Convert every line of the records below into a JSON list of strings, one string per line, skipping blank lines.

## BEGIN EXTRACTED DATA

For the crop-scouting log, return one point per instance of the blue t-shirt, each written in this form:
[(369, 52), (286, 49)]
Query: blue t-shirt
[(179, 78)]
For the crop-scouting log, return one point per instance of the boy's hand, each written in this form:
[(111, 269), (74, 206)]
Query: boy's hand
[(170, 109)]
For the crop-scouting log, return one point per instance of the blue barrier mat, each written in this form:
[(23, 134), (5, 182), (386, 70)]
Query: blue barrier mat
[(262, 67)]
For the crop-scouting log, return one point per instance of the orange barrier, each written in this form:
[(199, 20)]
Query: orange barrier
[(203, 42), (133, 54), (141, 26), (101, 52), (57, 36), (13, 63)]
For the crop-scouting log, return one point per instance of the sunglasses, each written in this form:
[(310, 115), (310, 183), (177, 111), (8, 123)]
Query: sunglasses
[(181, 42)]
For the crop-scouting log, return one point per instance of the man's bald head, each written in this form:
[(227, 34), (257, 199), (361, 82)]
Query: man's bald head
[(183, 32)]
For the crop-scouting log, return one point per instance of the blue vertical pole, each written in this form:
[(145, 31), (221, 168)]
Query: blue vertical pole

## END EXTRACTED DATA

**EXERCISE ANSWER:**
[
  "For the crop-scouting log, return one point per instance of the blue t-shirt, each written in this form:",
  "[(369, 52), (286, 49)]",
  "Query: blue t-shirt",
  "[(179, 78)]",
  "For the crop-scouting log, return one point per instance of the boy's hand, each written in this form:",
  "[(111, 269), (74, 206)]",
  "Query: boy's hand",
  "[(170, 109)]",
  "For the crop-scouting log, return one point per instance of the blue barrier mat, each written in this form:",
  "[(23, 134), (5, 182), (386, 70)]",
  "Query: blue barrier mat",
  "[(262, 67)]",
  "For the crop-scouting log, return one point per instance of the orange barrier, each written in this form:",
  "[(199, 20)]",
  "Query: orange barrier",
  "[(203, 42), (133, 54), (141, 26), (101, 52), (57, 36), (13, 63)]",
  "For the crop-scouting log, return one point per instance of the sunglasses, each written in this form:",
  "[(310, 115), (310, 183), (177, 111), (8, 123)]",
  "Query: sunglasses",
  "[(181, 42)]",
  "For the crop-scouting log, return one point per instance of the man's bald head, each written in this form:",
  "[(227, 34), (257, 199), (361, 82)]",
  "Query: man's bald head",
  "[(183, 32)]",
  "For the crop-scouting log, return one point per instance of the blue vertical pole, each written in this form:",
  "[(145, 31), (221, 168)]",
  "Query: blue vertical pole"
]